• [INSTRUCTIONS FOR THE TASK]
Among the records that follow, find each line holding the word "sleeve" and copy it.

* * * * *

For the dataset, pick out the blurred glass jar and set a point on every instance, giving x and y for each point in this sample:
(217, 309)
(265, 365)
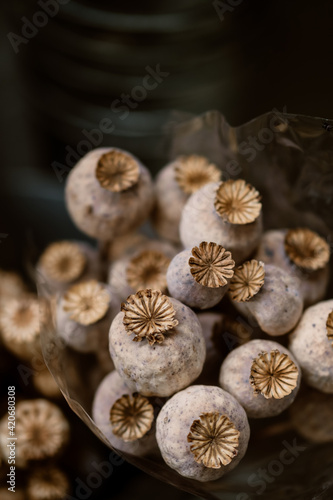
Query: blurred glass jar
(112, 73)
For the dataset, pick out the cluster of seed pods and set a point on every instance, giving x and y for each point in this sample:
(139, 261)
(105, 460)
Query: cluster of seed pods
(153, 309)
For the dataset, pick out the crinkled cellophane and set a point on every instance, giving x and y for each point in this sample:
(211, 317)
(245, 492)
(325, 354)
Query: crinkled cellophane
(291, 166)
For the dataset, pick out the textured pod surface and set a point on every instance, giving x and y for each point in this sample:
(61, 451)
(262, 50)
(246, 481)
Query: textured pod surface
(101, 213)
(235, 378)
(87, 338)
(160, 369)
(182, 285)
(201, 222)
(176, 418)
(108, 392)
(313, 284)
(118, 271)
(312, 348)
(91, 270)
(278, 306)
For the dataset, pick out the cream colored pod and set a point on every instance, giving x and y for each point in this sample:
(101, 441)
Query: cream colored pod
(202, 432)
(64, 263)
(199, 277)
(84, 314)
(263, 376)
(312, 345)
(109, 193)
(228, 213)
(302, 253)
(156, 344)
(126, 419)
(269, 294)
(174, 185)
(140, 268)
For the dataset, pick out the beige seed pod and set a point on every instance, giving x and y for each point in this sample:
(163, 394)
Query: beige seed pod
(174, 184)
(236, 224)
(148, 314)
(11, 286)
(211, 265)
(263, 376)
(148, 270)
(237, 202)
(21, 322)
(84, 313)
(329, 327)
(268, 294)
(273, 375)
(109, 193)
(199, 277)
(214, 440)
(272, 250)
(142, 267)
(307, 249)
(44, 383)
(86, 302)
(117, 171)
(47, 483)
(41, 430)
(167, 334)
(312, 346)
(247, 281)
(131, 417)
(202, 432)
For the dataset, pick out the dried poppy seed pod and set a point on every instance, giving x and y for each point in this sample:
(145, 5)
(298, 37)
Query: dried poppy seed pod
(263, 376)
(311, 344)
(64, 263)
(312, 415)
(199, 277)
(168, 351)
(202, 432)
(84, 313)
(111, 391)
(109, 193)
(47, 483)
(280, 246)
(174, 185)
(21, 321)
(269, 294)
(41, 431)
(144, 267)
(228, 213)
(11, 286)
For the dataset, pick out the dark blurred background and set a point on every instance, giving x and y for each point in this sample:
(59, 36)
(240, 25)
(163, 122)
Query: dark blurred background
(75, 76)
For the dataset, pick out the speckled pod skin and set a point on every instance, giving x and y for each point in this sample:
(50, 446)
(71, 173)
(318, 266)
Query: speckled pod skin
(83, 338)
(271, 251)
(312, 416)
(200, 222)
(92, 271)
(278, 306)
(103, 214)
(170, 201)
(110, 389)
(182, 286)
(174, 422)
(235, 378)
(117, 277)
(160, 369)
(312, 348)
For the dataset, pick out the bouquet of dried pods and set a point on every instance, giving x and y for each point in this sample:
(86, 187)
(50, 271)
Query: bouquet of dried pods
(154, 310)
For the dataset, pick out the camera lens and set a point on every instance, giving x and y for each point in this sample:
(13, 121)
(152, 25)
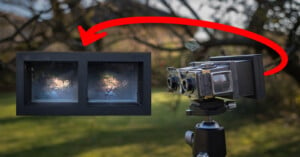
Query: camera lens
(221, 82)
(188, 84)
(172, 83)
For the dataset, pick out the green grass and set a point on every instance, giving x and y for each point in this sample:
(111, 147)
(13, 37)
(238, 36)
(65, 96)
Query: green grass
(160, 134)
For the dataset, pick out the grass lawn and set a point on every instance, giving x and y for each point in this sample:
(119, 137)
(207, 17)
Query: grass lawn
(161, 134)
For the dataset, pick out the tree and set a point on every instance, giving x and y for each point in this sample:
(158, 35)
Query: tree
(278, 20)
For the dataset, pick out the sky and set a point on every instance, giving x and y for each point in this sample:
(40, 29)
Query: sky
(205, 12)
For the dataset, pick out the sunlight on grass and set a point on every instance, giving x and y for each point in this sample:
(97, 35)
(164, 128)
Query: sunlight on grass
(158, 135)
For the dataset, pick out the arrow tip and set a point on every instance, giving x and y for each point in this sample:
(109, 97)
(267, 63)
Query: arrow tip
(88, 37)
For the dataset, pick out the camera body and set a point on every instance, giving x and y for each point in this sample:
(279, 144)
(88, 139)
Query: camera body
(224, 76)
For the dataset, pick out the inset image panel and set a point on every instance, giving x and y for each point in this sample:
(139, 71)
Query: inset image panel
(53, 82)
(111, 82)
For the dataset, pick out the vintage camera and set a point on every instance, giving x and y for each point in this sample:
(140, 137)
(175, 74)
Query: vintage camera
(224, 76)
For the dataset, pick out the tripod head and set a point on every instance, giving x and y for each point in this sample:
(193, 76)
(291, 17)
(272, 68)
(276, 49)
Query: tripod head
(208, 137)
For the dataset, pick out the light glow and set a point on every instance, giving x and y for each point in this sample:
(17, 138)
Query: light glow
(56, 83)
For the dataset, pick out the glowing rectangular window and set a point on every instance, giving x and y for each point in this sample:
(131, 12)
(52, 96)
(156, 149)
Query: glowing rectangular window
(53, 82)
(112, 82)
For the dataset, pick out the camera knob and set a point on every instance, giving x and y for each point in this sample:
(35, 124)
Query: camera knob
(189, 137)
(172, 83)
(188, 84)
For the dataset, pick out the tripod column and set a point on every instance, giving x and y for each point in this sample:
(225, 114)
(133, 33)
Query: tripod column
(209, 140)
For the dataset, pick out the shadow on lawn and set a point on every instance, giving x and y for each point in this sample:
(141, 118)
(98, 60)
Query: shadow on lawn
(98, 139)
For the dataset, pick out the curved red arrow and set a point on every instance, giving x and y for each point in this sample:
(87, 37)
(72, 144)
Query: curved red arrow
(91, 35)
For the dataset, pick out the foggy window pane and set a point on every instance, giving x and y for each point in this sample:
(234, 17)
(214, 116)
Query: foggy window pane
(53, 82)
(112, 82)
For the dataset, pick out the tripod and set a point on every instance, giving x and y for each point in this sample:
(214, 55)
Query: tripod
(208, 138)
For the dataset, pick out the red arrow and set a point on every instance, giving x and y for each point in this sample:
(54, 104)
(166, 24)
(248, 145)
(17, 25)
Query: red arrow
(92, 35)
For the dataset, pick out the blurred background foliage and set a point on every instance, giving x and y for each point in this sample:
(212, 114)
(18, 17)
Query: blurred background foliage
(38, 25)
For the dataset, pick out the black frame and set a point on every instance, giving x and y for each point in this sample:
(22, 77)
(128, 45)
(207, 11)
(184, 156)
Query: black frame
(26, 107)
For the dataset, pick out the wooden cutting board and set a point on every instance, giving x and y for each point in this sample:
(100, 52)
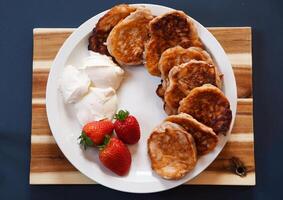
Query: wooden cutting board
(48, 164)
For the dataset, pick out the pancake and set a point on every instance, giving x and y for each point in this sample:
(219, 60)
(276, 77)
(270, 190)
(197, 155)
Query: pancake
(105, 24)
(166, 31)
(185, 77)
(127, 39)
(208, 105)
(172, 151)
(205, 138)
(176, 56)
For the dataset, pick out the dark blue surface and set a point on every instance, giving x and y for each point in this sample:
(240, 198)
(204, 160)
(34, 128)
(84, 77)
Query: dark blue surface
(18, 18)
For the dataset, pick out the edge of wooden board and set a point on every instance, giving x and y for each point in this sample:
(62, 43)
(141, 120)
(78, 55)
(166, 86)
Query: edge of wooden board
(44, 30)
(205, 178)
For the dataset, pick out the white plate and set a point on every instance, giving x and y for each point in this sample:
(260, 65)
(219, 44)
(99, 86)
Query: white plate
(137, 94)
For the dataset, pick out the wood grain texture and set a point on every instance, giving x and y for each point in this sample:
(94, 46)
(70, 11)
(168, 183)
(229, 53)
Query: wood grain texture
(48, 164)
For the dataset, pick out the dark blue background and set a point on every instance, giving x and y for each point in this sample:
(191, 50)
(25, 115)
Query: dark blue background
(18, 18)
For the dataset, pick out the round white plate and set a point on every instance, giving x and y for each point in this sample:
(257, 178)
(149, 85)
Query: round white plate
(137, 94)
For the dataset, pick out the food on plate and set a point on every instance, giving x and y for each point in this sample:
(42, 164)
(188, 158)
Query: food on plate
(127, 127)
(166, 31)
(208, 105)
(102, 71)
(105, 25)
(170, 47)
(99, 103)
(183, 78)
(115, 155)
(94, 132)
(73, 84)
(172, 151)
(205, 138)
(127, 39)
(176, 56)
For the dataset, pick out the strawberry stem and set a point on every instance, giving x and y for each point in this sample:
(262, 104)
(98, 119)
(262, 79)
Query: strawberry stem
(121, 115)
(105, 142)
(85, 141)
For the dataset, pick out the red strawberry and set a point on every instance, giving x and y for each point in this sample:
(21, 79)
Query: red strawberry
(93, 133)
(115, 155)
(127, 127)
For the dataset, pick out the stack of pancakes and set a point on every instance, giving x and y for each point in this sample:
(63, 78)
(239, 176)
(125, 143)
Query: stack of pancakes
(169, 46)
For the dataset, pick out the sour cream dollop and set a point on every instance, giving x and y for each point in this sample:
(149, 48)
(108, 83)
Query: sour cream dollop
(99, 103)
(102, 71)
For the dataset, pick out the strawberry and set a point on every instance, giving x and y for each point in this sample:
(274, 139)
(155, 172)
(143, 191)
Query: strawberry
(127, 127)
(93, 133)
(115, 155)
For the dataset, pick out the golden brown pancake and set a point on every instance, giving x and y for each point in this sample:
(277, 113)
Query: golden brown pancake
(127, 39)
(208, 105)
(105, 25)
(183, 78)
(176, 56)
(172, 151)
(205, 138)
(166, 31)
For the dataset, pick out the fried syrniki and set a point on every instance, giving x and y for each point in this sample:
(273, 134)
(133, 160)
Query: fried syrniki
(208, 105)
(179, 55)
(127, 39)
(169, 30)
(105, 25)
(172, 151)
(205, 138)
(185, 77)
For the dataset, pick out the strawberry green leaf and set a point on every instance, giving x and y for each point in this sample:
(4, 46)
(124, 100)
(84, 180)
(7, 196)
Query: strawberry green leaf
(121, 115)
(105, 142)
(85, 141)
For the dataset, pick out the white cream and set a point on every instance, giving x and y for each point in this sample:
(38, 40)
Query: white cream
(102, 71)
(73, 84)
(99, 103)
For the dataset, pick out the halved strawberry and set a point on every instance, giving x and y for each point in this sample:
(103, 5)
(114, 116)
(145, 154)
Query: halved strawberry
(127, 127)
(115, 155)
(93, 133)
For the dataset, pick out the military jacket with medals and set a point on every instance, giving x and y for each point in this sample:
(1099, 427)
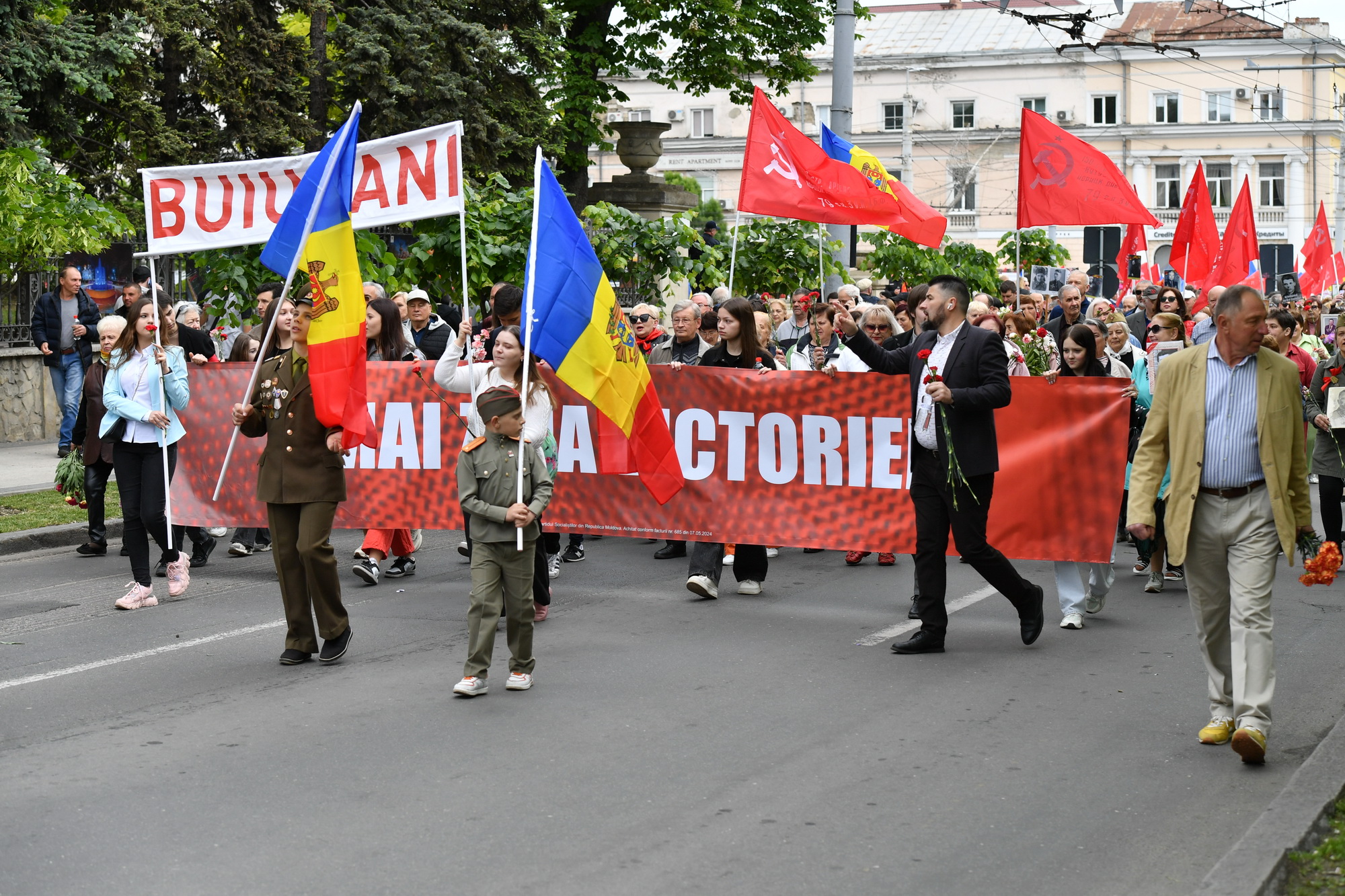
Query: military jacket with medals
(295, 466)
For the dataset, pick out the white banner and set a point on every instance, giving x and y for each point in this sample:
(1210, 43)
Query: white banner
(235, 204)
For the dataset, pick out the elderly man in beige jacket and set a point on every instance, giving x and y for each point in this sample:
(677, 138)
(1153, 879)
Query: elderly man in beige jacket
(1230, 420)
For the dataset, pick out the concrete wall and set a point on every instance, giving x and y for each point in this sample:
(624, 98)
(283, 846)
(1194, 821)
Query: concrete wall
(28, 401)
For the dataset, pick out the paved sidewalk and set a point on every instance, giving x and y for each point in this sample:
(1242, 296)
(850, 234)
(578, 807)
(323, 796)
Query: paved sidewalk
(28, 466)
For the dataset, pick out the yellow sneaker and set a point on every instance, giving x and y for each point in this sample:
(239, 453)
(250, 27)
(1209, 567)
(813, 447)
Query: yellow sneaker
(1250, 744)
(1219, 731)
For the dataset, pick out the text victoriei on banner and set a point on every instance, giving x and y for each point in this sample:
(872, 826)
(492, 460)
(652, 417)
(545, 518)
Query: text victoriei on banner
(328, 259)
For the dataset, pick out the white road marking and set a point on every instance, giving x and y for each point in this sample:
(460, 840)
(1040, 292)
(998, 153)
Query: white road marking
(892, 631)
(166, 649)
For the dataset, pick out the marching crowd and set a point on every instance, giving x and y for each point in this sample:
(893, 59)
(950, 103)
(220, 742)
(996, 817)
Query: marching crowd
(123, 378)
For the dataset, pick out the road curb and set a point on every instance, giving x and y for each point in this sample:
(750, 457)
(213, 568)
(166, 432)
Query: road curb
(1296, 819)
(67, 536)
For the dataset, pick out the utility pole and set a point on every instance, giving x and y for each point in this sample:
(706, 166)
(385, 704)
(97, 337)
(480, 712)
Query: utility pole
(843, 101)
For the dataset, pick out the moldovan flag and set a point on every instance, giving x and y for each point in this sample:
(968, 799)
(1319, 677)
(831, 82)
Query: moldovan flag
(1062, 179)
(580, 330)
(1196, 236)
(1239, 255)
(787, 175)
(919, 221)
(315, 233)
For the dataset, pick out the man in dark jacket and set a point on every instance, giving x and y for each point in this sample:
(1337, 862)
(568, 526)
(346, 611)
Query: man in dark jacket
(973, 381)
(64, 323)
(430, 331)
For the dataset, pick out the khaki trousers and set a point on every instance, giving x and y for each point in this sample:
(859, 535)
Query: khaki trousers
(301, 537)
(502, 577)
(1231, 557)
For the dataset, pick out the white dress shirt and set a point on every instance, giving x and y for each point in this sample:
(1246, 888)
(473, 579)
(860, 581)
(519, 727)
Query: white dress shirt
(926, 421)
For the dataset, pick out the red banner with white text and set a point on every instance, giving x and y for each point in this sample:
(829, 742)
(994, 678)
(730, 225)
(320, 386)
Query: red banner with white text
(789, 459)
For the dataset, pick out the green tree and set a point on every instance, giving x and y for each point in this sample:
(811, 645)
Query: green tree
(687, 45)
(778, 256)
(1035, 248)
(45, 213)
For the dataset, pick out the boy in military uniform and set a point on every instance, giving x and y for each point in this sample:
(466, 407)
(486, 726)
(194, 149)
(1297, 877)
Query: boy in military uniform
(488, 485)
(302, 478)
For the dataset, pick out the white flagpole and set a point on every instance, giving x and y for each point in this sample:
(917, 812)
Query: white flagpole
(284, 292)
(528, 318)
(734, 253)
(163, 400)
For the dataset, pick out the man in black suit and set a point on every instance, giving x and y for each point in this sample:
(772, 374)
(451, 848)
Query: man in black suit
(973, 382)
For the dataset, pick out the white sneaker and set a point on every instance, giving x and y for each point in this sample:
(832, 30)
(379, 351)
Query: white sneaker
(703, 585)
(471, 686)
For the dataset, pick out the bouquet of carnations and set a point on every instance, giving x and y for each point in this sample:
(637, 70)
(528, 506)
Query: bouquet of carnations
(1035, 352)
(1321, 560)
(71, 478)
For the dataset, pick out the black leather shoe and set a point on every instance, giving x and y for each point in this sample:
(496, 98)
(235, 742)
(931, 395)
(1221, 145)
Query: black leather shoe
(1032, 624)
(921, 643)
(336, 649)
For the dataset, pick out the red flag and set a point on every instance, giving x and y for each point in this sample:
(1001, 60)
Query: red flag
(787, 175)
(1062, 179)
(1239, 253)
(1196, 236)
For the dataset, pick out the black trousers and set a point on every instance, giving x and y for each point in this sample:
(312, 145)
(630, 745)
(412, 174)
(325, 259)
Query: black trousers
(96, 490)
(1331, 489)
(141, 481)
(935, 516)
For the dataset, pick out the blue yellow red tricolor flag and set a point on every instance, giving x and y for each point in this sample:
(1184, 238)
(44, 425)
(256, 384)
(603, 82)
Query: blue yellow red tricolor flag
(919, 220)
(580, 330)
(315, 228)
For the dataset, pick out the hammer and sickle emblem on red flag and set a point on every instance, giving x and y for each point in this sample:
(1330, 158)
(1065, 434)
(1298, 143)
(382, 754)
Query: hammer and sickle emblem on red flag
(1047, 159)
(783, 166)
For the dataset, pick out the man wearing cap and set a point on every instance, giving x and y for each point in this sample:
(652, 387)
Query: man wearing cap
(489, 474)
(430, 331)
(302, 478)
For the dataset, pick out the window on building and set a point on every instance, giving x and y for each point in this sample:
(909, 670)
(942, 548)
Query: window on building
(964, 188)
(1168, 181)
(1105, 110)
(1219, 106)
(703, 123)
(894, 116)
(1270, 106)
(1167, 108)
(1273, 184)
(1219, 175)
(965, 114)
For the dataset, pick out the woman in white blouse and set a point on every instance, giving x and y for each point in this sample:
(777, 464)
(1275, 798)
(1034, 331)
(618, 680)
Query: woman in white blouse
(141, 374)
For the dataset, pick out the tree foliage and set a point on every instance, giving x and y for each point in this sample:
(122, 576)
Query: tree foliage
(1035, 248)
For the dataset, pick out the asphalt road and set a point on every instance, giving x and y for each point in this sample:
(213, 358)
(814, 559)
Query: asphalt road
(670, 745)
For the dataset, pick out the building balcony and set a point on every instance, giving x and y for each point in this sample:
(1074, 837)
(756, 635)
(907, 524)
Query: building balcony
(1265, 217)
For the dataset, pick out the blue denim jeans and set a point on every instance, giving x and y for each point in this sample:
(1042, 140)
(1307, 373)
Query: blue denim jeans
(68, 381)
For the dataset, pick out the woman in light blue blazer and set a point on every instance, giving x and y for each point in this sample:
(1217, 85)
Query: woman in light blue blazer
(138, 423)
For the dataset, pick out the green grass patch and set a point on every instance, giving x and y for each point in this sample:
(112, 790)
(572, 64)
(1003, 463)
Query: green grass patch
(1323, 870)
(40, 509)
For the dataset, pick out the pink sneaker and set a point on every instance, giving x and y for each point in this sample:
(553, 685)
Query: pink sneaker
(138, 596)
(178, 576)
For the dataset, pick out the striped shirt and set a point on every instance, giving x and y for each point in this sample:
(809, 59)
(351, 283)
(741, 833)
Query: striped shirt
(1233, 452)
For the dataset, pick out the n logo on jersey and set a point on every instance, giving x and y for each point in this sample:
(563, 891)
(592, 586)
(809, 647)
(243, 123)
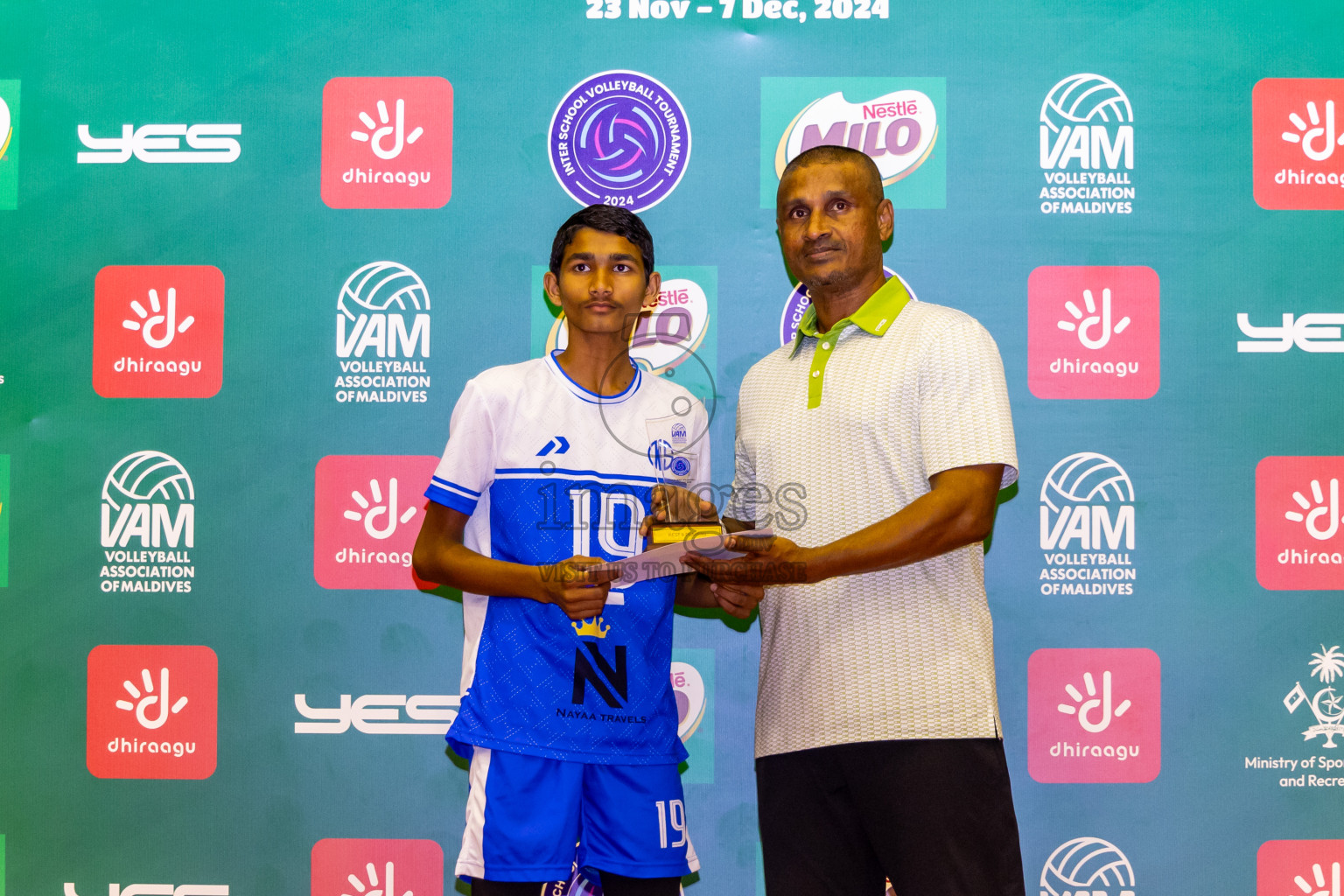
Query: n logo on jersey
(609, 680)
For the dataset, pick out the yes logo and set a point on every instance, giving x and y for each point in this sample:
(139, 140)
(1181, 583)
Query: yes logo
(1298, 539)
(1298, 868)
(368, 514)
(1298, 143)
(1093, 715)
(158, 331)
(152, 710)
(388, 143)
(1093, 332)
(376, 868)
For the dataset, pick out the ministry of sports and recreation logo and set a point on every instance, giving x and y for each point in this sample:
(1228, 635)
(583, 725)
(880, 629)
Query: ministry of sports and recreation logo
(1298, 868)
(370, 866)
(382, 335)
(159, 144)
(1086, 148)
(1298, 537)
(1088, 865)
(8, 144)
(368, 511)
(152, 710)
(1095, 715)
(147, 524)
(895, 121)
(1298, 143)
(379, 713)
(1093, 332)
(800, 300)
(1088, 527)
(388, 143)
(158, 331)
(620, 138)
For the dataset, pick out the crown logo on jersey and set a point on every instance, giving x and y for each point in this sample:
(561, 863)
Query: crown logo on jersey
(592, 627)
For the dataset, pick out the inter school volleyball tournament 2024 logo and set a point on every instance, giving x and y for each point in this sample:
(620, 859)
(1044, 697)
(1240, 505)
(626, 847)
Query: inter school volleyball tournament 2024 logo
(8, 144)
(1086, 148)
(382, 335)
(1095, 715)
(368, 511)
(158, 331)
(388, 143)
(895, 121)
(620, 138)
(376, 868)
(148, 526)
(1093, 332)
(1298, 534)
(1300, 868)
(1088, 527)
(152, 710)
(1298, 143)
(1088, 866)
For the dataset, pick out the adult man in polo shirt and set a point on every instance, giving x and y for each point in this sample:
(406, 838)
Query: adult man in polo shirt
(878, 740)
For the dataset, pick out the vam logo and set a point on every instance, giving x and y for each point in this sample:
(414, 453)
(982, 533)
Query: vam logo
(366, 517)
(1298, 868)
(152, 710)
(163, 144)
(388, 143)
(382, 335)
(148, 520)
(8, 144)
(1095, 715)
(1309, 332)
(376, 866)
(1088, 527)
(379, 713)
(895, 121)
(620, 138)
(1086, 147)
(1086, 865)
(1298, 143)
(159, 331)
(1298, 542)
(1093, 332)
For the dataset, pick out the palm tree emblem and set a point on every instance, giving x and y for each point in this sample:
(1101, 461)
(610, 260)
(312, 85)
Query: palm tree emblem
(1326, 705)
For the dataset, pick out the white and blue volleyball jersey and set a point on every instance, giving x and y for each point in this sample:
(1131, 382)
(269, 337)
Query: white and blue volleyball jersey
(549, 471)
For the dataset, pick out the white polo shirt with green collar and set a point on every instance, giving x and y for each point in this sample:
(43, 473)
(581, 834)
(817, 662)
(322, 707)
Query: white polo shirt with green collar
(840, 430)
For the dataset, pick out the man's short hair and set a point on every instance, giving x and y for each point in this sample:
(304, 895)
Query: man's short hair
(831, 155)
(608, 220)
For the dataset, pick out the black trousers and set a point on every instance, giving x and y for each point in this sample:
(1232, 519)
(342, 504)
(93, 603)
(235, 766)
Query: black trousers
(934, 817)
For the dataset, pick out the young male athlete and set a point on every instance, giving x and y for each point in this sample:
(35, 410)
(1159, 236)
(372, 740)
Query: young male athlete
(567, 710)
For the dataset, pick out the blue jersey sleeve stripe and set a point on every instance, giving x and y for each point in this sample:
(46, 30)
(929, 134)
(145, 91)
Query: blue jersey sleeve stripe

* * * * *

• [SOLVED EXERCISE]
For the dataset, pick out the blue jersey sleeve stripe and set a point on every instance, giving x and y for each point in this sample:
Query: blue jersey sleeve stripe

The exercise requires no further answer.